▸ **Trecho da página**
▬▬▬

Enfatizam os juristas, mas apenas aqueles mais atentos como COUTURE, que, em Direito, um princípio é um princípio até o dia em que o conjunto das exceções transforma-se em maioria, quando então as exceções passam a constituir a maioria, e então o princípio deixa de ser princípio, transformado em uma exceção.

A nossa Constituição de 1988, ao dizer que a saúde é direito de todos e dever do Estado criou um princípio: o de que se deve juridicamente proteger a saúde, tanto quanto isso for possível, o que passa pelo acesso de todos às melhores técnicas engendradas pela Ciência Médica. Como todo princípio, esse também tem seu conteúdo extraído e definido pela realidade material subjacente, a qual deve ser também interpretada pelos juízes, e não apenas a norma jurídica.

Controverte-se ainda hoje, e mais intensamente  sobretudo depois de um julgamento do STJ, se o princípio que garante o direito à saúde harmonizar-se-ia com a ideia de que é taxativa a lista de medicamentos, de insumos e de procedimentos médicos fixado pela agência reguladora. A jurisprudência, antes daquele julgamento, havia chegado quase que a um consenso: a lista não é taxativa. Mas depois do julgamento, a controvérsia como que se ressurgiu.

O STJ, com efeito, decidiu (felizmente sem efeito vinculante) que a lista fixada pela agência reguladora é, em regra, taxativa, mas que deixa de o ser quando estiverem caracterizadas, ao mesmo tempo, diversas situações. Assim é que, segundo o STJ, se a agência reguladora não indeferiu expressamente a incorporação do medicamento, do insumo ou do procedimento em seu rol, então nesse caso a lista não é taxativa. Se há comprovação da eficácia do tratamento à luz da medicina baseada em evidências, então a lista não é taxativa. E ainda: se tiver sido realizado, “quando possível”, um “diálogo interinstitucional do magistrado com entes ou pessoas com expertise técnica na área da saúde”, então nessa hipótese a taxatividade também não prevalecerá como regra, ainda que não seja possível definir, com alguma segurança, o que vem a ser esse “diálogo interinstitucional” que o magistrado deva ter mantido.

São tantas e variadas as exceções criadas por aquele julgamento que o princípio que garante o direito à saúde tornou-se uma exceção.

▬▬▬

▸ **Instruções do exercício**
Segundo o trecho sobre o direito à saúde, o que o STJ decidiu sobre a lista fixada pela agência reguladora, como regra geral? O material a seguir não tem relação com este exercício.

▬▬▬

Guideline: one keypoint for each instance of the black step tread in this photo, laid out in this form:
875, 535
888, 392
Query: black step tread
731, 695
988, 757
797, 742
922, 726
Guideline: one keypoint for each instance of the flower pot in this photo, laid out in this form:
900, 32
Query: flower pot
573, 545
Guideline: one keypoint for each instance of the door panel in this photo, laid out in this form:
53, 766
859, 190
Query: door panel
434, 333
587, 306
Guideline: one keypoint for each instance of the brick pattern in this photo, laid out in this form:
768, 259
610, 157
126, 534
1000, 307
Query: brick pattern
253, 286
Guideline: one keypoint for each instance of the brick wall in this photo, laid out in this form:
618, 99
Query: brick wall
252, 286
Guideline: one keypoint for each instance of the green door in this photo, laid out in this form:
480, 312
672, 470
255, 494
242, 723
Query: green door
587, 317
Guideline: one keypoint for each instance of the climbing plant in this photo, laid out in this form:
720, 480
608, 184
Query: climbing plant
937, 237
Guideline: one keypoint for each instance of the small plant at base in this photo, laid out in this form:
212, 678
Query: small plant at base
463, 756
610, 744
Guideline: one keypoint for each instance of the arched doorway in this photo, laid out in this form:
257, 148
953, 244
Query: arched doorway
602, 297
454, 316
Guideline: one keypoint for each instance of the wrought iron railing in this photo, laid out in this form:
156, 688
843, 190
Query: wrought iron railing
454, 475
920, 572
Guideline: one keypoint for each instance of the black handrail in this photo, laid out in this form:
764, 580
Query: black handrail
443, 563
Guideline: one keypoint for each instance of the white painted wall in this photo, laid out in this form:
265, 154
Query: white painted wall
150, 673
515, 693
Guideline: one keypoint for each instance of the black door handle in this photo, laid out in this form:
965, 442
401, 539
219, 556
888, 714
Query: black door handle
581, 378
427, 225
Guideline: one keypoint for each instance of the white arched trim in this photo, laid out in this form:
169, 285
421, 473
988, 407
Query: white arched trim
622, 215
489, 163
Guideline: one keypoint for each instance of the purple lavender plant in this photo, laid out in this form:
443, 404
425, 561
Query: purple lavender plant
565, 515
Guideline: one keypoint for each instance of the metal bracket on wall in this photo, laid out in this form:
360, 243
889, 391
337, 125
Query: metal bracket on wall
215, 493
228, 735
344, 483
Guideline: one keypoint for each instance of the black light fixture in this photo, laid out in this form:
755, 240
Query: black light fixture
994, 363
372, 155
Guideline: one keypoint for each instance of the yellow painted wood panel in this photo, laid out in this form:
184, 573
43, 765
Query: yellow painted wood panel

▬▬▬

▸ **Resposta do exercício**
O STJ decidiu que a lista é, em regra, taxativa.